* [How to complete this task]
The answer must be every line of the records below that holds the word "calf".

* [Records from a dataset]
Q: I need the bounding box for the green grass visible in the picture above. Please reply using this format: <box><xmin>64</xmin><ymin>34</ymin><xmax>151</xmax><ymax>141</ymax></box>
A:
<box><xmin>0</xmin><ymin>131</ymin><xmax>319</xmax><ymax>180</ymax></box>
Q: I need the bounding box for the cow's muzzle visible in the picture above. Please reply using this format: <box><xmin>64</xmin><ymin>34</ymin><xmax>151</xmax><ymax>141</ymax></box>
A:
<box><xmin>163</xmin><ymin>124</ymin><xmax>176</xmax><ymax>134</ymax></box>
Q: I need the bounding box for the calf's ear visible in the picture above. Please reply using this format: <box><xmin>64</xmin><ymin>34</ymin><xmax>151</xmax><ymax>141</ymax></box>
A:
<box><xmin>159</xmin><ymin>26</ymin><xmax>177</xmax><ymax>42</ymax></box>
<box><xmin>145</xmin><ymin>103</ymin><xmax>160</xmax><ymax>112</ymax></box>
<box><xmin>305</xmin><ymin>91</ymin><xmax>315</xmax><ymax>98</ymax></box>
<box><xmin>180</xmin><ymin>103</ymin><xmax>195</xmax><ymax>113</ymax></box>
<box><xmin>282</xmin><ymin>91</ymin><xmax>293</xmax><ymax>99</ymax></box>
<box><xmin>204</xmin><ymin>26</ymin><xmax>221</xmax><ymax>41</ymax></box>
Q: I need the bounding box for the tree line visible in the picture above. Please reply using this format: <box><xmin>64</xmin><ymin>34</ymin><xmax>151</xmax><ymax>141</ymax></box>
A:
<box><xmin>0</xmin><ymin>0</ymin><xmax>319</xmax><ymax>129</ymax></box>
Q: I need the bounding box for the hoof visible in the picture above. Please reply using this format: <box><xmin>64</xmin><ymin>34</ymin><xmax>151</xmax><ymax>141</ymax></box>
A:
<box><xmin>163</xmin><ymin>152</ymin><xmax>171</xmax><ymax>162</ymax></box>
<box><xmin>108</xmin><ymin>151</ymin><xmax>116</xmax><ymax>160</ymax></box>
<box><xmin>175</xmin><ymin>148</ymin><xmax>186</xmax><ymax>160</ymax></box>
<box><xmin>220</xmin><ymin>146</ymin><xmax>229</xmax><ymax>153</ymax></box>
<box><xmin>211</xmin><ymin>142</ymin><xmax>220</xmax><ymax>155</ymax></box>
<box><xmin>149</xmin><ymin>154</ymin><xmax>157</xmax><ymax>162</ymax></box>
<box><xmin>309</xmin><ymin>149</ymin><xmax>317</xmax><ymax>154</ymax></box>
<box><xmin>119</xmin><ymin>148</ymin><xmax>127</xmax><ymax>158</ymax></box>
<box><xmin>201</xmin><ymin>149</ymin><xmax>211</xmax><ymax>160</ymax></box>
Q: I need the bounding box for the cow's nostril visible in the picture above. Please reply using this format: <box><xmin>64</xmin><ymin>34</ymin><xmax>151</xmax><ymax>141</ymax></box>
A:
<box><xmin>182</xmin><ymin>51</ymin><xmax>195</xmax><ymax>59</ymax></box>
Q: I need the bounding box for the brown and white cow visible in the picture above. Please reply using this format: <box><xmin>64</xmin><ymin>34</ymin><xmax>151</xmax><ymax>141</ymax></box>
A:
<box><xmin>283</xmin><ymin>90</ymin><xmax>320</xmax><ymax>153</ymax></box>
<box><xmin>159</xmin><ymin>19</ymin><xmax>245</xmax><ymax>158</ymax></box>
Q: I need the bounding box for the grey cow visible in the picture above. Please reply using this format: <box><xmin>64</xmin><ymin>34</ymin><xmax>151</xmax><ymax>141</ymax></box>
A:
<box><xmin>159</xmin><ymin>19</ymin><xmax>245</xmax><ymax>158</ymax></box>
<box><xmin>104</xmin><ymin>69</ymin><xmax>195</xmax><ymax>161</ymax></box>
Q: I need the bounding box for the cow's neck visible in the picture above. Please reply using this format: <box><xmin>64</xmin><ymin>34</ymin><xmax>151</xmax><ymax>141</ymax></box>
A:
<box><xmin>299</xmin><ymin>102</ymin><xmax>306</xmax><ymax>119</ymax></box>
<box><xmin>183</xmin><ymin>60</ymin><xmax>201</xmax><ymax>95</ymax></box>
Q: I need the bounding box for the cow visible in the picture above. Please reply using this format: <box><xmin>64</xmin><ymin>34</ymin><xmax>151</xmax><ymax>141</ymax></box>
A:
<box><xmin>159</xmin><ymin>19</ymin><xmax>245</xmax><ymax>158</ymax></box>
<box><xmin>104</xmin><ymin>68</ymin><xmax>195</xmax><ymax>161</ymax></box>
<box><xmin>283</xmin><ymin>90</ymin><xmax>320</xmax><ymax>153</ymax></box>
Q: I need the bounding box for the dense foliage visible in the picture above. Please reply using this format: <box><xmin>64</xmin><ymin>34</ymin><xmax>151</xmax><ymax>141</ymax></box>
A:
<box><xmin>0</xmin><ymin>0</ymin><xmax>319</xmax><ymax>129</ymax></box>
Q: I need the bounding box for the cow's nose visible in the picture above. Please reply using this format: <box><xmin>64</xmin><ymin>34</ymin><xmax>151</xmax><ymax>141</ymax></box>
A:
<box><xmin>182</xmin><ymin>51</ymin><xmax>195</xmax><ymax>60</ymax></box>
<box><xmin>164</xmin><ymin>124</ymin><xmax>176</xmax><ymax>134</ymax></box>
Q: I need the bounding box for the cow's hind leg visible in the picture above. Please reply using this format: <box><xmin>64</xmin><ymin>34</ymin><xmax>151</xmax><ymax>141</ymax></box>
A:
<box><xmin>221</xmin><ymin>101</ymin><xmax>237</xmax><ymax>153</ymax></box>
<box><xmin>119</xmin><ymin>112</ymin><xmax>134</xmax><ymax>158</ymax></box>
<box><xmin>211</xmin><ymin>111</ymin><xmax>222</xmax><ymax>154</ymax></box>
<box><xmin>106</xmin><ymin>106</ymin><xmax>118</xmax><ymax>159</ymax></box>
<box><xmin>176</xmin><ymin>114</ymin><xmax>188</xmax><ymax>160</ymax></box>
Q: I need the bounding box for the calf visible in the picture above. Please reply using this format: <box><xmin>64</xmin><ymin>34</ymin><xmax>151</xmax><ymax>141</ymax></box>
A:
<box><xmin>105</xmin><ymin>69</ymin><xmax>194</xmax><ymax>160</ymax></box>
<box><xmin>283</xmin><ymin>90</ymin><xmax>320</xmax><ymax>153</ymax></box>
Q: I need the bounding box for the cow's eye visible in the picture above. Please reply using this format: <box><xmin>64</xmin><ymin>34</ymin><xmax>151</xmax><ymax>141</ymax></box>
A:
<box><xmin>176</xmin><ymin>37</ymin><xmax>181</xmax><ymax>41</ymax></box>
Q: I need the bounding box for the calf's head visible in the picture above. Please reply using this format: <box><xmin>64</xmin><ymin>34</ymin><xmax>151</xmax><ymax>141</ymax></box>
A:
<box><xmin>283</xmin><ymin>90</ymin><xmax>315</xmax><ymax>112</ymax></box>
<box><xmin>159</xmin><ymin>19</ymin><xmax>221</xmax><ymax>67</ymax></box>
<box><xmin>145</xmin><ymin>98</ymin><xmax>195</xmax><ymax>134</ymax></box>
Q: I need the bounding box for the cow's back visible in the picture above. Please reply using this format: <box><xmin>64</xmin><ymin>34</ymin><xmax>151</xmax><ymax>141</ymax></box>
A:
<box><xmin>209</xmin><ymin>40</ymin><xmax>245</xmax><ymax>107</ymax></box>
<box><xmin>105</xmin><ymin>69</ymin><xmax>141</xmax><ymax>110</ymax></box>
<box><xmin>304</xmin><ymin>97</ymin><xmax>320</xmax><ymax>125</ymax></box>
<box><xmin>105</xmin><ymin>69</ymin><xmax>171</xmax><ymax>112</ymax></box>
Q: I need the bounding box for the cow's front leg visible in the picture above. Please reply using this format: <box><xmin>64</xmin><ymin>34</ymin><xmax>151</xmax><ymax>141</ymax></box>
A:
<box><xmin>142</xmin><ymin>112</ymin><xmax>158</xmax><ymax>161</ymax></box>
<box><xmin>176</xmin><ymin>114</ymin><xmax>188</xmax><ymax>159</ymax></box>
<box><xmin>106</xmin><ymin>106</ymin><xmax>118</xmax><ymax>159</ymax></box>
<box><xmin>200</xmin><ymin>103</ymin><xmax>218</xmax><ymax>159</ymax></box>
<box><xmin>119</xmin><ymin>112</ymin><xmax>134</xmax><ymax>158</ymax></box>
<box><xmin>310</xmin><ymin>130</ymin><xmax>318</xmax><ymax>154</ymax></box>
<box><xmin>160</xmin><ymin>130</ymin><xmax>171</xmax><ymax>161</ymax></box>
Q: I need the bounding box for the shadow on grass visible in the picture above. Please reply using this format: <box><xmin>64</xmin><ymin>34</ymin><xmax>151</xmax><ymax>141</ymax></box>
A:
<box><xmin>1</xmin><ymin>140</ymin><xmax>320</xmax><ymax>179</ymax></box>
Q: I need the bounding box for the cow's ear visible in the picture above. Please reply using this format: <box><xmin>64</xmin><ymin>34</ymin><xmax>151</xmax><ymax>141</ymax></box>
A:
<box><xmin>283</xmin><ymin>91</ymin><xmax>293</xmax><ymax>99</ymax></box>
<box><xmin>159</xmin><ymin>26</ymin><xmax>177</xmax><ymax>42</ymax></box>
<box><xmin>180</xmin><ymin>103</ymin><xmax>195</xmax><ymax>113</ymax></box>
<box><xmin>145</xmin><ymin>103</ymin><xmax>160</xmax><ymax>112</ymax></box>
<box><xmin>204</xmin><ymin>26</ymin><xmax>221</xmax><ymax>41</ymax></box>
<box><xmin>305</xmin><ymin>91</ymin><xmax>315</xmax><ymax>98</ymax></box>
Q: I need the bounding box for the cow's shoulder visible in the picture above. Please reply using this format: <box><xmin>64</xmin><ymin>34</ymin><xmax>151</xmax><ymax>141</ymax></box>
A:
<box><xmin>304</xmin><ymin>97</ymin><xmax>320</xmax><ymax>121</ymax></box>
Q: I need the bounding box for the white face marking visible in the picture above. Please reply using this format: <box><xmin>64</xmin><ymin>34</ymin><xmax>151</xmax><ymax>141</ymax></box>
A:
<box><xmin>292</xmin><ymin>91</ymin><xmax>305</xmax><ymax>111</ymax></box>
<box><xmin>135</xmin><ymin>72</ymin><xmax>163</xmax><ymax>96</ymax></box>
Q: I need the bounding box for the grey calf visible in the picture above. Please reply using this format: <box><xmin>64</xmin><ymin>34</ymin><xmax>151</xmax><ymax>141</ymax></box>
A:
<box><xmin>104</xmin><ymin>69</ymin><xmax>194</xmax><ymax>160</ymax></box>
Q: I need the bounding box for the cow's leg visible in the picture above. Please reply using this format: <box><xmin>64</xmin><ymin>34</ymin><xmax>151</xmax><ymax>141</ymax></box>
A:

* [Expected answer]
Q: I need the bounding box for the calf's ear visible in the picture above. Please reply using this format: <box><xmin>64</xmin><ymin>34</ymin><xmax>151</xmax><ymax>141</ymax></box>
Q: I need the bounding box for the calf visible in the picture above. Please reply using this format: <box><xmin>64</xmin><ymin>34</ymin><xmax>151</xmax><ymax>141</ymax></box>
Q: I need the bounding box for the calf's head visible in the picture above. Please reply using this format: <box><xmin>64</xmin><ymin>34</ymin><xmax>151</xmax><ymax>141</ymax></box>
Q: I need the bounding box for the grey calf visible in the picture above. Please reply using this format: <box><xmin>64</xmin><ymin>34</ymin><xmax>151</xmax><ymax>141</ymax></box>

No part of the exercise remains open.